Transmission Expansion

Steady progress despite challenges

The power transmission segment has witnessed robust growth in the past year, mainly due to the push provided by recent policy, regulatory  and government initiatives. Over the next few years, significant grid expansion is expected to help meet the future power demand and accommodate the increasing influx of renewable energy in the country’s energy mix. By end-2022, the grid is likely to register an addition of 105,580 ckt. km of lines and 292,000 MVA of substation capacity at the 220 kV and above voltage level, requiring an investment of around Rs 2.6 trillion.

Greater participation and collaboration from all stakeholders and agencies will be required to help build a reliable, secure and smart grid future. To help the country achieve its 175 GW renewable energy generation target by 2022, the central transmission utility (CTU) is setting up green energy corridors (GECs). At the state level, investments are being made for building modern grid infrastructure. To further boost private sector participation, projects worth Rs 46.8 billion are expected to be awarded over the next few months. Several regulatory and policy initiatives are also under way to fast-track grid development. Despite these positives, the transmission segment continues to be plagued by issues and challenges such as right of way (RoW), congestion and inadequate planning.

__What you will do__.
1/ Render this sentence from the transmission expansion article in French: "To help the country achieve its 175 GW renewable energy generation target by 2022, the central transmission utility (CTU) is setting up green energy corridors (GECs)."
2/ According to the transmission expansion article, what investment will the grid additions expected by end-2022 require?
3/ Output everything in the transmission expansion article from "Greater participation and" down to "and inadequate planning.".
The records that follow are independent material and are not connected to the transmission expansion article.

__Supplied material__.
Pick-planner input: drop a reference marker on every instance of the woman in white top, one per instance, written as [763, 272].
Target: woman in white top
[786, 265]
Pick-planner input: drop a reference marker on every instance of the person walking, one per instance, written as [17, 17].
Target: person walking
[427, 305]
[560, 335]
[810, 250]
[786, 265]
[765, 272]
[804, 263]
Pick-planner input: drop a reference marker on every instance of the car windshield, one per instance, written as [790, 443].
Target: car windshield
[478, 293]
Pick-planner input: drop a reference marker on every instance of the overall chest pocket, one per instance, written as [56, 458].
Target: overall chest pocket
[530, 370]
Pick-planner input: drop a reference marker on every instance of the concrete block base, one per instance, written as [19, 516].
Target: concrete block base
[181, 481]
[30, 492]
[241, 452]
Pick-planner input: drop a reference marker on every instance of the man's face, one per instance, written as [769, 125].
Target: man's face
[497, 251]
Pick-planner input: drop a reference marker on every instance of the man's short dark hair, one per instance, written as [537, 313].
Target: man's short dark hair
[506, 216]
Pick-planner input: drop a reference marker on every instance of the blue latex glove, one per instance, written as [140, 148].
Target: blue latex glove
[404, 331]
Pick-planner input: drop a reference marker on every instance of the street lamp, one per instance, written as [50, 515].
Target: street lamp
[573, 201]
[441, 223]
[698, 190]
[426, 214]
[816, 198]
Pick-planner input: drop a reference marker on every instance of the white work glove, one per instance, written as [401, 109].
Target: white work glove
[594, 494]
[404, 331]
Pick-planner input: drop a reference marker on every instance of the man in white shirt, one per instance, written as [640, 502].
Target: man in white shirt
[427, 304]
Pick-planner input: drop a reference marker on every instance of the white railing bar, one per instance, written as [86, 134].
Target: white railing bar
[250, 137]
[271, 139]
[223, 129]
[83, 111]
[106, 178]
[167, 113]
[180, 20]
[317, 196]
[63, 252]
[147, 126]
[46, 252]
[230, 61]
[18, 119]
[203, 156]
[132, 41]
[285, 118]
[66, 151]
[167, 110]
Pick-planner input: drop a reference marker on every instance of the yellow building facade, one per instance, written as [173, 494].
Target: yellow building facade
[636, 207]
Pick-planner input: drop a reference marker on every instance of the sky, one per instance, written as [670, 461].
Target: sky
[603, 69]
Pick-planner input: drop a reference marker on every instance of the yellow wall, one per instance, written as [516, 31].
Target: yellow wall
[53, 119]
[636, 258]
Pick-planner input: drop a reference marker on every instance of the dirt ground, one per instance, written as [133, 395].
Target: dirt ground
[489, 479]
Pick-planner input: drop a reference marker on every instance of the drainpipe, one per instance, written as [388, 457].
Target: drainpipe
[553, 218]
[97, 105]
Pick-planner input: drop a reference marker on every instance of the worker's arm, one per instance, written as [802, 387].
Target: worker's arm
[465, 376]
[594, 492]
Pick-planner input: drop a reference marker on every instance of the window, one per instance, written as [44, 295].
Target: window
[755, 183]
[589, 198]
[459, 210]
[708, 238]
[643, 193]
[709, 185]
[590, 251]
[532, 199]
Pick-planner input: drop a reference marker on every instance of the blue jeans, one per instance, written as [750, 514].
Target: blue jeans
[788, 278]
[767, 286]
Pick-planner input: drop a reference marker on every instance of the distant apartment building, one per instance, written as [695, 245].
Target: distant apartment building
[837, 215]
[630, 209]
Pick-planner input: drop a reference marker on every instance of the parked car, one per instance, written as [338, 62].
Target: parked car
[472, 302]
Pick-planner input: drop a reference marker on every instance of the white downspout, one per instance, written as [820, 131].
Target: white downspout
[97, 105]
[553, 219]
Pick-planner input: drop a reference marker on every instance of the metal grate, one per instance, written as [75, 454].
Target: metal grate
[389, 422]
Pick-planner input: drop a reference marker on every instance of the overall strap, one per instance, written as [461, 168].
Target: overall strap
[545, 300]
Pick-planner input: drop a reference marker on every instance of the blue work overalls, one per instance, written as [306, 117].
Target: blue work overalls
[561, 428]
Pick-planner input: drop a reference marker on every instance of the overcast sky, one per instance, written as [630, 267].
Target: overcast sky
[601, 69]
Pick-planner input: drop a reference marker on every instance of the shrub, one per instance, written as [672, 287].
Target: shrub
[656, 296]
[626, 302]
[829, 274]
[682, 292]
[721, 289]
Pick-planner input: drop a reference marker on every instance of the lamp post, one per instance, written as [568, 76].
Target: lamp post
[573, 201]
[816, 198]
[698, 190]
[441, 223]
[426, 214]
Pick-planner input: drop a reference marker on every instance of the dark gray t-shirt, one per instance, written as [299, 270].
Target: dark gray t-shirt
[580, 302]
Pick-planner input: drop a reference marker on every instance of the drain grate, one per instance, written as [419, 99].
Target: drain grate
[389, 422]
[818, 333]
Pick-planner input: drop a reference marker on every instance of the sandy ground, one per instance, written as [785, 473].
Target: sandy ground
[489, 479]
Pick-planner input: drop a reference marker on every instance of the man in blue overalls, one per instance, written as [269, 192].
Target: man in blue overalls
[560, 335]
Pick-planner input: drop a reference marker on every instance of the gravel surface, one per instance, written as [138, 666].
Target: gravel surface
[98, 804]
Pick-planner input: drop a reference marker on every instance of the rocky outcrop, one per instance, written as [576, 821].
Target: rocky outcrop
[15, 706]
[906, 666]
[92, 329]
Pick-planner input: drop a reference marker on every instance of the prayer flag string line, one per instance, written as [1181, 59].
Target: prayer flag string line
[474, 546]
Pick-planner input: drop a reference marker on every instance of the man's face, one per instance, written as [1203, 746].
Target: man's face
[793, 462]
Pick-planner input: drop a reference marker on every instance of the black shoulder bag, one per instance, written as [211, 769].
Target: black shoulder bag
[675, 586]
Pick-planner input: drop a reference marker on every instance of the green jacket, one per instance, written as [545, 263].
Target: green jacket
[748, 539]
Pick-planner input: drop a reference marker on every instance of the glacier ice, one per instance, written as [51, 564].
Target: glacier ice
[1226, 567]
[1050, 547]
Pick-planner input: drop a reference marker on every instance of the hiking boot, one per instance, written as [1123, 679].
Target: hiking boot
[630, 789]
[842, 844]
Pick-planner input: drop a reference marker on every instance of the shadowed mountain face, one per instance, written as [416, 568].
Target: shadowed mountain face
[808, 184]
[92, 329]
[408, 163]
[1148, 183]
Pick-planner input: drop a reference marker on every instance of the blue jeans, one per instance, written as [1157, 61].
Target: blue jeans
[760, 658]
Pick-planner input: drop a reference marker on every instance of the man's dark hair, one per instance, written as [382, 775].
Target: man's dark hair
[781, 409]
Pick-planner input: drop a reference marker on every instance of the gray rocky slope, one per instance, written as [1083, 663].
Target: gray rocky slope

__Results__.
1/ Pour aider le pays à atteindre son objectif de 175 GW de production d'énergie renouvelable d'ici 2022, l'entreprise centrale de transport d'électricité (CTU) met en place des corridors d'énergie verte (GEC).

2/ Around Rs 2.6 trillion.

3/
Greater participation and collaboration from all stakeholders and agencies will be required to help build a reliable, secure and smart grid future. To help the country achieve its 175 GW renewable energy generation target by 2022, the central transmission utility (CTU) is setting up green energy corridors (GECs). At the state level, investments are being made for building modern grid infrastructure. To further boost private sector participation, projects worth Rs 46.8 billion are expected to be awarded over the next few months. Several regulatory and policy initiatives are also under way to fast-track grid development. Despite these positives, the transmission segment continues to be plagued by issues and challenges such as right of way (RoW), congestion and inadequate planning.